OL – EXCLU : « On était considéré comme des vieux cons réfractaires aux changements »

Dans notre talkshow avant Rennes – OL, Gilles Rousset (ancien gardien des deux clubs et éducateur lyonnais pendant 15 ans) est revenu sur son après-carrière, dressant un constat sans fard et rare sur l’Académie rhodanienne. Morceaux choisis de notre interview sur le grill à voir absolument.
But ! Football Club : Gilles, peu de gens le savent mais après ta carrière de gardien de but, clôturée en 2001, tu as été agent de joueurs…
Gilles Rousset : Oui. A la fin de ma carrière, j’ai eu l’opportunité de reprendre mes études. Cela me tenait à cœur. Comme j’avais dû arrêter mes études assez tôt pour faire du foot, je ressentais un petit manque. Je n’avais pas eu le bac mais au final, j’ai eu l’opportunité de faire un Master en marketing et management du sport professionnel. Pour valider mon diplôme, je devais faire un stage. Pendant deux ans, j’étais stagiaire auprès de mon agent et ami Frédéric Dobraje. Comme je parlais anglais et que j’avais un réseau là-bas, je m’occupais du marché britannique. Si le métier était super intéressant, j’ai compris qu’il fallait assez vite savoir naviguer en eaux troubles. Ça, ce n’est pas trop mon truc…
Comment es-tu rentré à l’OL en 2004 ?
Dès la fin de mon Master, j’ai eu l’opportunité de rentrer au centre de formation pour m’occuper des gardiens de but à la demande de Rémi Garde, qui était alors recruteur chez les jeunes. Quand je suis arrivé, j’étais avec Alain Olio comme directeur du centre de formation. J’ai eu la chance d’apprendre mon métier d’entraîneur avec des éducateurs extraordinaires : les Robert Valette, Patrick Paillot, Armand Garrido, Gérard Bonneau, Abdel Belarbi, Guillaume Tora… On avait une belle équipe de mecs estampillés Olympique Lyonnais qui ont été, un peu comme moi, virés comme des malpropres…
Pendant 15 ans, tu as occupé beaucoup de postes à la formation. L’aventure ne s’est pas bien finie. Est-ce que tu as digéré ton départ en 2019 pendant ce qu’on va appeler la « purge Vuillez » ?
A l’époque, on ne parlait pas de « purge Vuillez ». Ce n’était pas considéré comme ça. Nous, on savait que c’était une purge. On l’avait signalé. On avait dit à Vincent Ponsot et Gérard Houllier : « attention, au centre de formation, on travaille moins bien, on a de moins en moins d’exigence et d’entraînements pour les gamins … » A l’époque, on était considéré comme des vieux cons réfractaires aux changements, aux nouvelles technologies, aux nouvelles méthodes…
A quoi tu fais allusion quand tu parles de nouvelles technologies ou de nouvelles méthodes ?

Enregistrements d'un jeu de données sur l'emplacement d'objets
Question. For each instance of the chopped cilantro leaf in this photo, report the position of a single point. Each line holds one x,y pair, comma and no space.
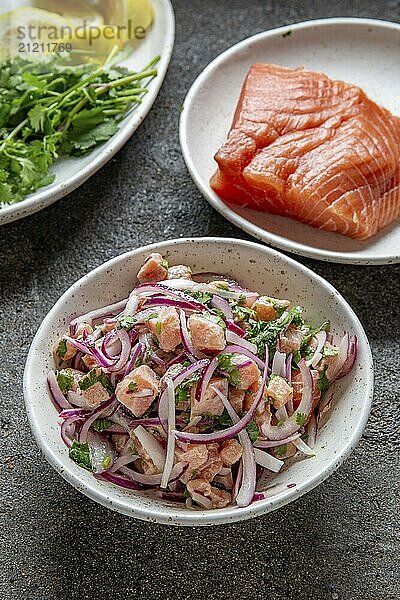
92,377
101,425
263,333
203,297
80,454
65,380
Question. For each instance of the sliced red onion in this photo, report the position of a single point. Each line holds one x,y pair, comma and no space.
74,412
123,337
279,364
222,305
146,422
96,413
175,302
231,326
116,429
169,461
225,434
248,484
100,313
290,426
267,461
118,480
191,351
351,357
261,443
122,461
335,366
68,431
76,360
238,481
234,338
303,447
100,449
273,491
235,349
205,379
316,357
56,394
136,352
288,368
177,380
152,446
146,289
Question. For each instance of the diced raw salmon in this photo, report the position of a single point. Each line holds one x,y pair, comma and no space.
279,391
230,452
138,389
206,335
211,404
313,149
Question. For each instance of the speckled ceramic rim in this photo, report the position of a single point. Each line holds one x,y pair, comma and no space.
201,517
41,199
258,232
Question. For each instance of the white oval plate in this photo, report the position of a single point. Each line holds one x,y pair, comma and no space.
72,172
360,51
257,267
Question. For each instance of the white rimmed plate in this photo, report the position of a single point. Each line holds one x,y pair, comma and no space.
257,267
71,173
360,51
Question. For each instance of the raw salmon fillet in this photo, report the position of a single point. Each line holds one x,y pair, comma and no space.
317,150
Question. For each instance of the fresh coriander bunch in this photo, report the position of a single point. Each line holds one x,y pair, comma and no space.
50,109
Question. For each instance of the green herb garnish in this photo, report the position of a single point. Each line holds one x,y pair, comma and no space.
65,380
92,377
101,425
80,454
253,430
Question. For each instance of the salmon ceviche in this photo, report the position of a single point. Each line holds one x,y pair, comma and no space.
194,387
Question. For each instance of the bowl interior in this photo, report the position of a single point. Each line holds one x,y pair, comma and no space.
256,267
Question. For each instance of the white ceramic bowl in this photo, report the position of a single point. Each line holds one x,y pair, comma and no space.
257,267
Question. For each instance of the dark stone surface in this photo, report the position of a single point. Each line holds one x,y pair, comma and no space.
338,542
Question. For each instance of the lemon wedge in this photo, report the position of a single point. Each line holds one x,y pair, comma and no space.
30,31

---

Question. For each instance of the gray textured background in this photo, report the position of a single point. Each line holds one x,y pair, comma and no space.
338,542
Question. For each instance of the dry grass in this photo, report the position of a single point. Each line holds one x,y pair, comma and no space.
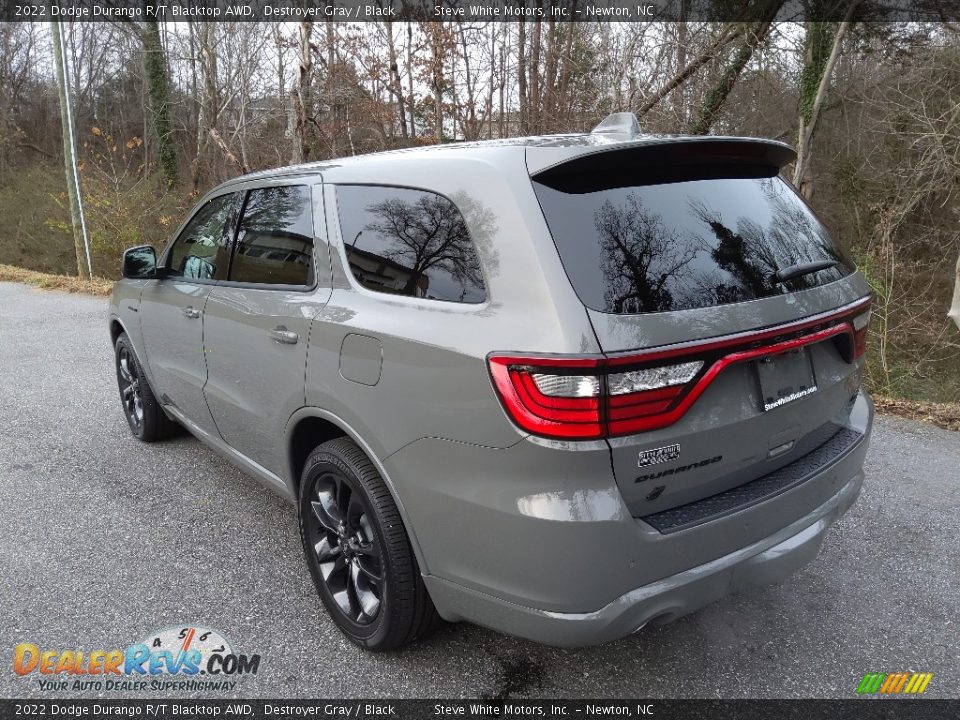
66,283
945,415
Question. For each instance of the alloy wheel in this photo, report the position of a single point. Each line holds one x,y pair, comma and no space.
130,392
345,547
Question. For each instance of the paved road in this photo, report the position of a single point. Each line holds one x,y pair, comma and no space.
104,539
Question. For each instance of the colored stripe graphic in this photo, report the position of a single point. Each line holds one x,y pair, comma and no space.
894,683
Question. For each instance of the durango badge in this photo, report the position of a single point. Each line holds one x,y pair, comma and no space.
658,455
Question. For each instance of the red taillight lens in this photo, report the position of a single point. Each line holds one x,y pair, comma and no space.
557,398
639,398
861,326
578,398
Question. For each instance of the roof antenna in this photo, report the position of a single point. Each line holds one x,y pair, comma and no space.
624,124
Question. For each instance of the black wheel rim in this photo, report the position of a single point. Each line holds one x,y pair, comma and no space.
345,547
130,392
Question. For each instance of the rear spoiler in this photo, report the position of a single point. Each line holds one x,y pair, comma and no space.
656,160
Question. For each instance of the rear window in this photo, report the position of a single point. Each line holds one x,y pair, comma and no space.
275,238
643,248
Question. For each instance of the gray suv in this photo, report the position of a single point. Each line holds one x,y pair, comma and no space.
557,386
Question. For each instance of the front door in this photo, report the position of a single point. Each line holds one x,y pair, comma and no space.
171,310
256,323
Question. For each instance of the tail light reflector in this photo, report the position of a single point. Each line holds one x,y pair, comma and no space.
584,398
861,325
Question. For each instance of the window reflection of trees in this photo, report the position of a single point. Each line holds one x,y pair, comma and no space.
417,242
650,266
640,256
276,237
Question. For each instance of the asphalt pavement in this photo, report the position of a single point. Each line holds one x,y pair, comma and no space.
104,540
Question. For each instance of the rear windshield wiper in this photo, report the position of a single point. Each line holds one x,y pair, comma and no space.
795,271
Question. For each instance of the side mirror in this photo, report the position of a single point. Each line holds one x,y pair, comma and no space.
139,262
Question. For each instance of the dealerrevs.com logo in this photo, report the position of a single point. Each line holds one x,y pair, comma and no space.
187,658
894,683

*Consigne*.
Recopiez mot pour mot le passage de l'entretien avec Gilles Rousset qui va de « A l’époque, on ne » à « nouvelles méthodes ? ».

*Réponse*.
A l’époque, on ne parlait pas de « purge Vuillez ». Ce n’était pas considéré comme ça. Nous, on savait que c’était une purge. On l’avait signalé. On avait dit à Vincent Ponsot et Gérard Houllier : « attention, au centre de formation, on travaille moins bien, on a de moins en moins d’exigence et d’entraînements pour les gamins … » A l’époque, on était considéré comme des vieux cons réfractaires aux changements, aux nouvelles technologies, aux nouvelles méthodes…
A quoi tu fais allusion quand tu parles de nouvelles technologies ou de nouvelles méthodes ?